§ REQUIRED TASK
Repeat all of the entries below word for word, leaving the pictures out.

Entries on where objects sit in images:
* Begin *

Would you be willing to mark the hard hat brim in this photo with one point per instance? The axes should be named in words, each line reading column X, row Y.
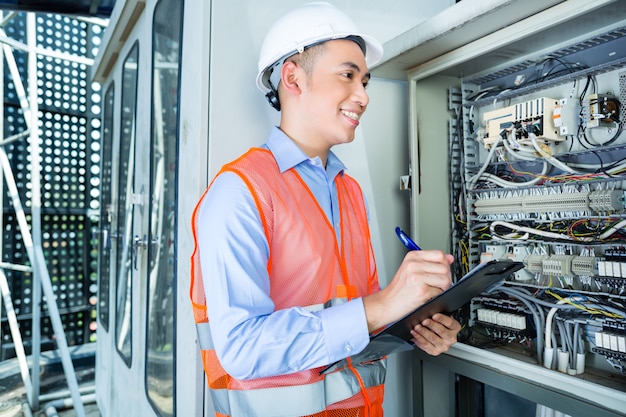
column 373, row 55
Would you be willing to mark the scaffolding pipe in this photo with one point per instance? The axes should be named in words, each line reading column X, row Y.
column 35, row 254
column 35, row 178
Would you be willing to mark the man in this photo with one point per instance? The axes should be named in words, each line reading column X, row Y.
column 283, row 247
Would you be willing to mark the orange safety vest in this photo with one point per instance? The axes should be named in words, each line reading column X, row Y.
column 341, row 273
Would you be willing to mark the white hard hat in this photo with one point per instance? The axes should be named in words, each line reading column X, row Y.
column 310, row 24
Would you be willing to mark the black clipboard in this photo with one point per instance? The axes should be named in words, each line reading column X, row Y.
column 397, row 337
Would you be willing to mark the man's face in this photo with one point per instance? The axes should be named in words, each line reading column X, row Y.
column 334, row 96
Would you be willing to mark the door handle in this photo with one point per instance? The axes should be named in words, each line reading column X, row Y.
column 138, row 243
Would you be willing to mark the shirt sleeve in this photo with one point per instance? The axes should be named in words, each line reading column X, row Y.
column 250, row 338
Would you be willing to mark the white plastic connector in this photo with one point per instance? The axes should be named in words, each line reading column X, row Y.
column 548, row 354
column 621, row 344
column 580, row 363
column 562, row 361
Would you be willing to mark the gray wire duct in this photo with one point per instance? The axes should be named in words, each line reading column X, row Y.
column 539, row 318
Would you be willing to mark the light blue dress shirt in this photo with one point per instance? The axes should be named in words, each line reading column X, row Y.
column 251, row 339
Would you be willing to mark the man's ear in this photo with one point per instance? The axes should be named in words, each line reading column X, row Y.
column 291, row 77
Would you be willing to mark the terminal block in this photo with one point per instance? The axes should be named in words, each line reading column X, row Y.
column 600, row 110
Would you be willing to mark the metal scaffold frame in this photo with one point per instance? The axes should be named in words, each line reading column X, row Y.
column 31, row 236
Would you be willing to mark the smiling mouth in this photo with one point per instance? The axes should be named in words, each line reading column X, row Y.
column 351, row 115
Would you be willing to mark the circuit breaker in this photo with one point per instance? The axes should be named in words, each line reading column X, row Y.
column 542, row 180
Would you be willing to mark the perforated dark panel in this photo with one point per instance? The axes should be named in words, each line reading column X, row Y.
column 69, row 142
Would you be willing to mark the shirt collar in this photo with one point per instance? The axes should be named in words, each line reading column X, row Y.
column 288, row 155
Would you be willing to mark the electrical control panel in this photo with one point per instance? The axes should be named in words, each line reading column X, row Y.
column 540, row 178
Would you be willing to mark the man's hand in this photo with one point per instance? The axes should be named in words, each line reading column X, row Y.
column 436, row 334
column 421, row 276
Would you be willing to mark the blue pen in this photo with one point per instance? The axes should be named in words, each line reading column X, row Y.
column 406, row 240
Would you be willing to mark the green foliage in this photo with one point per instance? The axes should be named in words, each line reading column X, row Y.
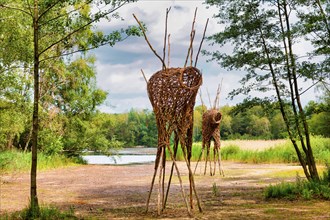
column 45, row 213
column 17, row 161
column 283, row 153
column 301, row 189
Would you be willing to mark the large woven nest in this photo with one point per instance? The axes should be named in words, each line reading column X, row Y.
column 172, row 93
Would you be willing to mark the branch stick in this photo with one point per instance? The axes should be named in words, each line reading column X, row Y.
column 165, row 35
column 145, row 37
column 200, row 46
column 192, row 35
column 168, row 51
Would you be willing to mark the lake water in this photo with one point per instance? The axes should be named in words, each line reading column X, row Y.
column 124, row 156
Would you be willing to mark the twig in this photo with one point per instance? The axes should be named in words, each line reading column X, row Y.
column 165, row 35
column 168, row 51
column 208, row 94
column 200, row 46
column 217, row 98
column 145, row 37
column 144, row 76
column 192, row 35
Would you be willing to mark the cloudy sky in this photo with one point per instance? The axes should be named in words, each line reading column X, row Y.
column 119, row 67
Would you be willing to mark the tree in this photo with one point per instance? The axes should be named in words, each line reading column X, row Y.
column 59, row 28
column 264, row 35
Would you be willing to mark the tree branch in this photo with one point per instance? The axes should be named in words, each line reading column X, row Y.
column 145, row 37
column 80, row 28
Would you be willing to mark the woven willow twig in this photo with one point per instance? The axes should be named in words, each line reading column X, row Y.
column 172, row 93
column 211, row 131
column 200, row 45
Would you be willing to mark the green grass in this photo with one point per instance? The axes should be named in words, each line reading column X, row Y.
column 46, row 213
column 281, row 153
column 301, row 189
column 17, row 161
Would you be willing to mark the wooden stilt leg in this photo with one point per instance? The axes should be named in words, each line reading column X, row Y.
column 199, row 158
column 192, row 186
column 180, row 180
column 154, row 176
column 220, row 166
column 160, row 186
column 176, row 141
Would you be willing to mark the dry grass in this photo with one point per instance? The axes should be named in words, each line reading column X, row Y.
column 253, row 144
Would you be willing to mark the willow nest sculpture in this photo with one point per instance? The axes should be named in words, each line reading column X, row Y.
column 172, row 93
column 211, row 120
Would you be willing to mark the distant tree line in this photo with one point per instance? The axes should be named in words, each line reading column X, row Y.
column 73, row 131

* End *

§ EXERCISE SOLUTION
Would you be willing to mark the hard hat brim in this photo with one point per instance? The axes should be named in words, each line reading column X, row Y.
column 373, row 55
Would you be willing to mark the scaffolding pipe in this photo with one point per instance? The axes should be named in words, each line reading column X, row Y.
column 35, row 254
column 35, row 178
Would you be willing to mark the man in this photo with one point per instance? The axes should be named in words, each line reading column X, row Y.
column 283, row 247
Would you be willing to mark the orange safety vest in this photo with one point per instance? The axes should be named in words, each line reading column X, row Y.
column 341, row 273
Would you be willing to mark the white hard hat in this photo with one point per instance? The axes should be named in words, each line reading column X, row Y.
column 310, row 24
Would you be willing to mark the black clipboard in this photo with one point per instance? The axes should be named in words, each line reading column X, row Y.
column 397, row 337
Would you be willing to mark the man's face in this photo with one point per instance? The axes should be named in words, each line reading column X, row Y.
column 334, row 96
Would you be willing to mark the door handle in this photo with one point per instance? The axes should be named in words, each line reading column X, row Y.
column 138, row 243
Would you be willing to mark the shirt sleeve in this photo with one point per instance? The axes should be named in words, each line reading column X, row Y.
column 250, row 338
Would you be willing to mark the white plastic connector in this photo with one point per instance? The axes should be named in words, each line reading column X, row Y.
column 548, row 354
column 621, row 344
column 580, row 363
column 562, row 361
Would you be willing to mark the gray wire duct in this photo with one point per instance? The axes should be named in words, each line reading column X, row Y.
column 539, row 318
Would you be willing to mark the light blue dress shirt in this photo with one point per instance? The axes should be named in words, each line reading column X, row Y.
column 251, row 339
Would you be willing to mark the man's ear in this photo with one point per instance? The axes should be named in words, each line reading column X, row Y.
column 291, row 77
Would you be willing to mark the terminal block in this photo with one point per instance? The axes should be named in words, each line reading column X, row Y.
column 600, row 110
Would you be willing to mark the metal scaffold frame in this photo with one point per instance? The axes should be named in words, each line reading column X, row Y.
column 31, row 236
Would you be willing to mark the smiling mouth in this photo with one point per instance? The axes should be named in words, each line reading column X, row Y.
column 351, row 115
Would you be willing to mark the circuit breaker in this photo with one point per instance? The axes should be named in words, each line reading column X, row Y.
column 542, row 180
Would you be willing to mark the perforated dark panel in this photo with one point per instance? The axes should be named in words, each line reading column X, row Y.
column 69, row 142
Would you be willing to mark the shirt collar in this photo with one point per instance? The axes should be named in words, each line reading column X, row Y.
column 288, row 155
Would you be willing to mark the electrical control panel in this photo with one point per instance? The axes should be named in words, each line reading column X, row Y.
column 540, row 178
Would you be willing to mark the man's hand in this photo with one point per instance? The axes should be named in words, each line reading column X, row Y.
column 436, row 334
column 421, row 276
Would you be willing to mark the blue pen in this photo with one point per instance? The axes should be named in words, each line reading column X, row Y.
column 406, row 240
Would you be willing to mark the green foliage in this photo with one point per instance? The axes should be named in words, each line reading column X, row Y.
column 45, row 213
column 17, row 161
column 283, row 153
column 301, row 189
Would you be willing to mark the large woven nest in this photo with one point per instance? The axes should be named in words, each line reading column X, row Y.
column 172, row 93
Would you be willing to mark the branch stick in this photo with one point per instance? The axes should be named in words, each line reading column X, row Y.
column 165, row 35
column 145, row 37
column 200, row 46
column 192, row 35
column 168, row 51
Would you be willing to mark the lake water in this photo with one point per instance? The axes should be named in words, each line reading column X, row Y.
column 124, row 156
Would you be willing to mark the twig in this photo with one point per instance? The axes should be named in words, each line reading column X, row Y.
column 165, row 35
column 168, row 51
column 208, row 94
column 200, row 46
column 217, row 98
column 145, row 37
column 144, row 76
column 192, row 35
Would you be willing to mark the cloudy sky in this photo with one point per instance? The axes should be named in words, each line reading column X, row Y.
column 119, row 67
Would you be willing to mark the tree in this photo with one point per instance? The axes should be named in words, each line reading column X, row Y.
column 59, row 28
column 264, row 35
Would you be willing to mark the tree branch in this photo with one point per instance? The axes should be named in words, each line reading column X, row Y.
column 145, row 37
column 80, row 28
Would you be willing to mark the woven willow twig in this photo with one point per instance? The axes should be named in words, each line reading column X, row Y.
column 172, row 93
column 211, row 131
column 200, row 45
Would you be willing to mark the green grass in this photo with one point per instance? The axes should be named in words, each line reading column X, row Y.
column 46, row 213
column 281, row 153
column 301, row 189
column 17, row 161
Would you be willing to mark the wooden stilt leg in this photo with one point per instance? The axes should be named in words, each line reading column X, row Y.
column 199, row 158
column 192, row 186
column 180, row 180
column 154, row 176
column 220, row 166
column 160, row 186
column 176, row 141
Would you be willing to mark the dry grass in this photo with one point per instance? The axes should be named in words, each line reading column X, row Y.
column 253, row 144
Would you be willing to mark the willow nest sculpture in this photo with one point per instance? The axes should be named in words, each line reading column X, row Y.
column 172, row 93
column 211, row 120
Would you be willing to mark the distant tree line in this photo with one point per instance? The axes should be named in words, each line reading column X, row Y.
column 73, row 131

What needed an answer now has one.